[start Excerpt provided]

Table 1 lists the mean syllable durations (ms), speech rate (syllables per second), and the vowel space areas for clear and conversational styles. As expected, overall speaking rate was slower for clear than for conversational speech. The clear syllables were on average longer than the conversational ones.³

Table 1

Mean syllable durations (in milliseconds) divided by syllabic position and averaged across the positions, speech rates (syllables per second), vowel space areas (VSA, Hz²), and mean spectral distances for the artificial language words produced clearly and conversationally, along with the clear-to-conversational ratio (CL/CO) of each measure.

		Clear	Conversational	CL/CO

Duration	1^st syllable	163	113	1.44
	2^nd syllable	198	138	1.44
	3^rd syllable	271	243	1.11
	Average	211	165	1.28
Speech rate		4.75	6.07	0.78
VSA		367,632	191,048	1.92
Spectral distance		7.25	5.71	1.27

Figure 1 shows the vowel space areas formed by /a, i, u/ in two speaking styles. The clear vowels (connected by dark gray solid lines) were generally more peripheral and their vowel space area was larger than that of the conversational vowels (367,632 Hz² versus 191,048 Hz²). Finally, coarticulation results showed that segments were less coarticulated in the clear speaking style: The overall spectral distances between adjacent segments in the clear artificial language words (mean: 7.25) were all greater than those of their conversational counterparts (mean: 5.71). The difference in mean overall spectral distance between the two styles (i.e., 1.54) was comparable to those found by Guo and Smiljanić’s (to appear) investigation of the LUCID corpus, which ranged between 0.59 and 2.64. In sum, the clearly produced artificial language words were acoustically distinct from the conversational ones, both temporally and spectrally and in the expected direction. Similar style differences were found for the partwords (see Appendix), which were used only in the test. The results of acoustic analyses show that our speaker was able to implement the clear speech modifications even for nonsense words (e.g., Ferguson & Quené, 2014; Moon & Lindblom, 1994; Picheny, Durlach, & Braida, 1986; Rosen et al., 2011; Smiljanić & Bradlow, 2005).

[end Excerpt provided]

Short exercise 1: Reproduce the passage on clear versus conversational speech measurements in full, word for word.

[start Extracted data]

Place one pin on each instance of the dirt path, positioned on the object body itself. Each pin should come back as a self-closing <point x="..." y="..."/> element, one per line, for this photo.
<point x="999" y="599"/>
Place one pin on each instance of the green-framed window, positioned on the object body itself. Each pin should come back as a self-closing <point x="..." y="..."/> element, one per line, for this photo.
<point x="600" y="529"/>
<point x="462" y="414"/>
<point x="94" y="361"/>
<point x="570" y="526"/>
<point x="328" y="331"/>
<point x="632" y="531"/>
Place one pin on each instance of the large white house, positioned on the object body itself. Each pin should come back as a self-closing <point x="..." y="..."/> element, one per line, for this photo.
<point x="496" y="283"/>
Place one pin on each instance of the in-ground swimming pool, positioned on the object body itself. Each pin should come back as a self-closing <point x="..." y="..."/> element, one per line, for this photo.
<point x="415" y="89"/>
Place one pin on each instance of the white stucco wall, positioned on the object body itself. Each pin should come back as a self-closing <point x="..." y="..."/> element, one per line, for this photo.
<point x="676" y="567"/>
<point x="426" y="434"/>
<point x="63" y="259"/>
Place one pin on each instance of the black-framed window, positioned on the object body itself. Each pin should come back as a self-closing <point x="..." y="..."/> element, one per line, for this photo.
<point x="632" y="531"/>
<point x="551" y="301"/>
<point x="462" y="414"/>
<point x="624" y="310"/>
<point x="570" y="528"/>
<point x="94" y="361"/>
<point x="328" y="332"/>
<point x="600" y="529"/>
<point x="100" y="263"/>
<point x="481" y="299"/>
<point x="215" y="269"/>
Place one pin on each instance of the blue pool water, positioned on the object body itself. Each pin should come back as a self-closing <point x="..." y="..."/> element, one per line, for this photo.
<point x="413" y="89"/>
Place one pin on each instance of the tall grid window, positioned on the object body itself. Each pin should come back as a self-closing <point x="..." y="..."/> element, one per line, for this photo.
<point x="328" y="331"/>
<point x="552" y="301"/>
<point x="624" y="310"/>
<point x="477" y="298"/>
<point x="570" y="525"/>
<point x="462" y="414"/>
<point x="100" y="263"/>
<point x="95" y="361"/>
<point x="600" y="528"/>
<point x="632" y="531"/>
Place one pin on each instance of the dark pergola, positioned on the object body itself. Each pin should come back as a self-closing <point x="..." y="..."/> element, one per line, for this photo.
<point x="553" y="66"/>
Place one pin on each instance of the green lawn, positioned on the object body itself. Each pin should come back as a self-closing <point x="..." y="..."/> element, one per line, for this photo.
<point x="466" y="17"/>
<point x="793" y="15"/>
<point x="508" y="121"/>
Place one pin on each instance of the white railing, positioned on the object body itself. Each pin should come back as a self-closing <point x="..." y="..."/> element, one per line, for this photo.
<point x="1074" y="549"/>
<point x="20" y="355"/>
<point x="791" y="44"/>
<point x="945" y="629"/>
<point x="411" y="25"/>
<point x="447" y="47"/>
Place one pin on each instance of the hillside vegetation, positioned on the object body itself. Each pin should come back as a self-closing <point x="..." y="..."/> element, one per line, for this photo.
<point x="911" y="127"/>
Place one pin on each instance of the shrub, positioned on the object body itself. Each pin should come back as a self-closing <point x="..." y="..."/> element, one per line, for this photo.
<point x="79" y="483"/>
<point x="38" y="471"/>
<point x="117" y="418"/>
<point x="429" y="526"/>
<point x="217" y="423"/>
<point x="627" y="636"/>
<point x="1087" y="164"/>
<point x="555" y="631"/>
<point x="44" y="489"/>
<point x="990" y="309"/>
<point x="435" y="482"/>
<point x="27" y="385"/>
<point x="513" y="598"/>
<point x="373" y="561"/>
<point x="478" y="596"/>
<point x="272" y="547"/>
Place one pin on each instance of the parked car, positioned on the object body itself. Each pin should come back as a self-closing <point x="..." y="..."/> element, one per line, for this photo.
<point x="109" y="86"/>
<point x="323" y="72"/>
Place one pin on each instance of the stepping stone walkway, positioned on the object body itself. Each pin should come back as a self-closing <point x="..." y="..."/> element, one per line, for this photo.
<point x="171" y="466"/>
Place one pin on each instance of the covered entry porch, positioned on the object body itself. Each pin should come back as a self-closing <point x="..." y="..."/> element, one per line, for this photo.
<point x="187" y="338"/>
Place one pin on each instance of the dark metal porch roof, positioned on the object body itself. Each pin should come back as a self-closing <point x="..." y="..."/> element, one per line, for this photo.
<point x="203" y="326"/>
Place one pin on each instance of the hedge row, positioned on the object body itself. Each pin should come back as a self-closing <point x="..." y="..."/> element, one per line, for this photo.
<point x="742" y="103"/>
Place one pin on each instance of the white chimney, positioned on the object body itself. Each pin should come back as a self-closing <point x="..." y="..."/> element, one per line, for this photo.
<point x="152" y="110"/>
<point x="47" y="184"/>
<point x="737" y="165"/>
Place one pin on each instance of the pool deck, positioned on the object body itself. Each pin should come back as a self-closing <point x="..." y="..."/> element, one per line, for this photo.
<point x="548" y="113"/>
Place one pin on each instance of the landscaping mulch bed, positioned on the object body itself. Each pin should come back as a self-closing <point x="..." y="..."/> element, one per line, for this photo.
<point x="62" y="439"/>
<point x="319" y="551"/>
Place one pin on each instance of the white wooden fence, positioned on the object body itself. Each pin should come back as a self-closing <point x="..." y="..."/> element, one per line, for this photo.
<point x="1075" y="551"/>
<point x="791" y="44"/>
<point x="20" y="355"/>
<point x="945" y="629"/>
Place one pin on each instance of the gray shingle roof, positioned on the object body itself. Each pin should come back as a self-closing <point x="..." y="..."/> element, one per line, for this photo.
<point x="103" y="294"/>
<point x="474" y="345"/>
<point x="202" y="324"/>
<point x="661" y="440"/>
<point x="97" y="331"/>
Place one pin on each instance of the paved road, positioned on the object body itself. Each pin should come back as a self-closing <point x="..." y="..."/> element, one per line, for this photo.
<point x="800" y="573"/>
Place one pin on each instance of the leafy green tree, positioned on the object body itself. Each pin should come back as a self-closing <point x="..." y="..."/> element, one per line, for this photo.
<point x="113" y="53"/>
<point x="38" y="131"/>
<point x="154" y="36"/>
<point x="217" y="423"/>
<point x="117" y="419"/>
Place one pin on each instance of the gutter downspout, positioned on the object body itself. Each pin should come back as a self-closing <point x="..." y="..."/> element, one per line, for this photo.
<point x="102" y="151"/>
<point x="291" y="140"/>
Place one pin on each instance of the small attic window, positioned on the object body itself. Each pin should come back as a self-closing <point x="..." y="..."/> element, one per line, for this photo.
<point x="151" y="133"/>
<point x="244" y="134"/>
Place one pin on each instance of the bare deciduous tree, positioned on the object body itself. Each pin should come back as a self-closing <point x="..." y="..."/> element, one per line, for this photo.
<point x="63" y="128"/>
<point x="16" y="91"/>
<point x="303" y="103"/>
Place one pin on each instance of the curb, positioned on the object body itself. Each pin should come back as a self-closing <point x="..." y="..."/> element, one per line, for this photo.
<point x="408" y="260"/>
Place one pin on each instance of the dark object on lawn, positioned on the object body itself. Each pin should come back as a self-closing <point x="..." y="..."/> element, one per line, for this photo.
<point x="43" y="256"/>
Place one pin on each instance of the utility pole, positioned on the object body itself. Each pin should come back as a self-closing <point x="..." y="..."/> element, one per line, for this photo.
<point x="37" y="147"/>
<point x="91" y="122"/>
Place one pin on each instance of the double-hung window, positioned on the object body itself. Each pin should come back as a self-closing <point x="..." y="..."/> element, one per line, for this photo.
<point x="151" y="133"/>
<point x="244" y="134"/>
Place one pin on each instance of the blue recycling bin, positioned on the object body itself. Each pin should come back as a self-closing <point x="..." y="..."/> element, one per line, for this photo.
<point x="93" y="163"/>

[end Extracted data]

Short exercise 2: In the listing, begin at the line that has "Place one pin on each instance of the double-hung" and continue through the last line of the listing. Rewrite those lines with "object body" changed to "object surface" and everything else left as it is.

Task response 1:
Table 1 lists the mean syllable durations (ms), speech rate (syllables per second), and the vowel space areas for clear and conversational styles. As expected, overall speaking rate was slower for clear than for conversational speech. The clear syllables were on average longer than the conversational ones.³

Table 1

Mean syllable durations (in milliseconds) divided by syllabic position and averaged across the positions, speech rates (syllables per second), vowel space areas (VSA, Hz²), and mean spectral distances for the artificial language words produced clearly and conversationally, along with the clear-to-conversational ratio (CL/CO) of each measure.

		Clear	Conversational	CL/CO

Duration	1^st syllable	163	113	1.44
	2^nd syllable	198	138	1.44
	3^rd syllable	271	243	1.11
	Average	211	165	1.28
Speech rate		4.75	6.07	0.78
VSA		367,632	191,048	1.92
Spectral distance		7.25	5.71	1.27

Figure 1 shows the vowel space areas formed by /a, i, u/ in two speaking styles. The clear vowels (connected by dark gray solid lines) were generally more peripheral and their vowel space area was larger than that of the conversational vowels (367,632 Hz² versus 191,048 Hz²). Finally, coarticulation results showed that segments were less coarticulated in the clear speaking style: The overall spectral distances between adjacent segments in the clear artificial language words (mean: 7.25) were all greater than those of their conversational counterparts (mean: 5.71). The difference in mean overall spectral distance between the two styles (i.e., 1.54) was comparable to those found by Guo and Smiljanić’s (to appear) investigation of the LUCID corpus, which ranged between 0.59 and 2.64. In sum, the clearly produced artificial language words were acoustically distinct from the conversational ones, both temporally and spectrally and in the expected direction. Similar style differences were found for the partwords (see Appendix), which were used only in the test. The results of acoustic analyses show that our speaker was able to implement the clear speech modifications even for nonsense words (e.g., Ferguson & Quené, 2014; Moon & Lindblom, 1994; Picheny, Durlach, & Braida, 1986; Rosen et al., 2011; Smiljanić & Bradlow, 2005).

Task response 2:
Place one pin on each instance of the double-hung window, positioned on the object surface itself. Each pin should come back as a self-closing <point x="..." y="..."/> element, one per line, for this photo.
<point x="151" y="133"/>
<point x="244" y="134"/>
Place one pin on each instance of the blue recycling bin, positioned on the object surface itself. Each pin should come back as a self-closing <point x="..." y="..."/> element, one per line, for this photo.
<point x="93" y="163"/>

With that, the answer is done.